* **THINGS TO DO**
[A] Write out the part of the post on Ernst & Young that opens with the words containing "First there was" and closes with "malpractice against E&Y.". Copy it with no changes.
[B] In the post on Ernst & Young, which newspaper is said to have reported that Lehman Brothers' auditors could face legal action?
[C] Carry on the post on Ernst & Young from the point where it stops.

* **EXCERPT**
━━━━━━━━━━━━━━━━

Filed in archive Accounting by leon on March 16, 2010
Will Ernst & Young get the Andersen treatment?



First there was Andersen, now it's Ernst & Young. The Enronisation of Lehman Brothers continues with the New York Times reporting that Lehman Brothers' auditors Ernst & Young could face legal action over their collusion in the collapse of the financial services firm.

As I reported here last week, Ernst & Young signed off on those accounting tricks that allowed Lehman Brothers to hide toxic assets and make its debt levels look better than what they actually were. A report from the court-appointed examiner finds there is sufficient evidence to bring claims of malpractice against E&Y.

The audit model needs to be overhauled. As accounting critic Prem Sikka warned two years ago, the way things are run will inevitably result in malpractice.

━━━━━━━━━━━━━━━━

* **GIVEN ENTRIES**
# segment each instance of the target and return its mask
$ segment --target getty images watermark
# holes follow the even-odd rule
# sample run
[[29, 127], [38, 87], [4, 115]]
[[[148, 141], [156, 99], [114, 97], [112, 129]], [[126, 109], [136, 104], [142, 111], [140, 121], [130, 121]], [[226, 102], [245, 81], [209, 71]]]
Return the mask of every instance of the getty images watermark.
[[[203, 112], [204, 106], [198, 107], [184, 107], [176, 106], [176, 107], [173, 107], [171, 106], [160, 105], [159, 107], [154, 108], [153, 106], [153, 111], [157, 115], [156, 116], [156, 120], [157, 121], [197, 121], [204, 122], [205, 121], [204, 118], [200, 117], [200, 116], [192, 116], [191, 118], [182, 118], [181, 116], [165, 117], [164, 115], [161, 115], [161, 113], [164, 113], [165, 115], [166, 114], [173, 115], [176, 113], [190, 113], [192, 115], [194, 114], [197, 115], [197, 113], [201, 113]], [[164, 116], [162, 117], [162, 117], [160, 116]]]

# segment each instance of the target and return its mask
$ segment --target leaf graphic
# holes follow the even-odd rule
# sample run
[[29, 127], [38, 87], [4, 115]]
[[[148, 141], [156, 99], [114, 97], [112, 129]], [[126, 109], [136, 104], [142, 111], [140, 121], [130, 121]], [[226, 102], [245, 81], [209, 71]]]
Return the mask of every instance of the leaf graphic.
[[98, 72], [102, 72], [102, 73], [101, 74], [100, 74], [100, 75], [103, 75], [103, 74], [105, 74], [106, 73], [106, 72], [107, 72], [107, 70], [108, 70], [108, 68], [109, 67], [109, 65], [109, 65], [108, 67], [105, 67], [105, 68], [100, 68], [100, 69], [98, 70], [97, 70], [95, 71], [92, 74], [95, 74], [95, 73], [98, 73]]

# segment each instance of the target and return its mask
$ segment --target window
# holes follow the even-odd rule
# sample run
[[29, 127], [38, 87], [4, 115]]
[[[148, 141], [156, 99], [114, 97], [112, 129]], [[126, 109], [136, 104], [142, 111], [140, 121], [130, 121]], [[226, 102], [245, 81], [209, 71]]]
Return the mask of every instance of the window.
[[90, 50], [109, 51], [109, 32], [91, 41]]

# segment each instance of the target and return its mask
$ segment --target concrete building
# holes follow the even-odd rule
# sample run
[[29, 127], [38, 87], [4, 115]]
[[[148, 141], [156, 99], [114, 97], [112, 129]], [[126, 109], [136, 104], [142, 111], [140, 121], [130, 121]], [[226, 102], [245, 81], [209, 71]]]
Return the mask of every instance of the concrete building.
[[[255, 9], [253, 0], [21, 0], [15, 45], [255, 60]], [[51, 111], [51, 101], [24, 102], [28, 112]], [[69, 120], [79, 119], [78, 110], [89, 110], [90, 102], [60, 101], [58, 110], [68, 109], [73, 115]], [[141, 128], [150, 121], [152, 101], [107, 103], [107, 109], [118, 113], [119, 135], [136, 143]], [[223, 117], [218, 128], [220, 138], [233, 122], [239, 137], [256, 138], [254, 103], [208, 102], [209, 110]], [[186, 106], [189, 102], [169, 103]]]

━━━━━━━━━━━━━━━━

* **PER-TASK ANSWERS**
[A]
First there was Andersen, now it's Ernst & Young. The Enronisation of Lehman Brothers continues with the New York Times reporting that Lehman Brothers' auditors Ernst & Young could face legal action over their collusion in the collapse of the financial services firm.

As I reported here last week, Ernst & Young signed off on those accounting tricks that allowed Lehman Brothers to hide toxic assets and make its debt levels look better than what they actually were. A report from the court-appointed examiner finds there is sufficient evidence to bring claims of malpractice against E&Y.

[B] The New York Times.

[C]
Sikka writes: "Time and time again it has been shown that the basic audit model is faulty. Private sector auditors cannot be independent of the companies that they audit. This fundamental faultline has not been addressed by the post Enron reforms. In addition, the ex-post financial audits are too late and cannot alert financial regulators of problems."

Sikka says audits of major companies, particularly banks and financial institutions, are carried out directly by the regulators.

But given the performance of the Securities and Exchange Commission, you would have to wonder whether regulators have the expertise. Perhaps it's time for governments to start looking at this. Because it will happen again.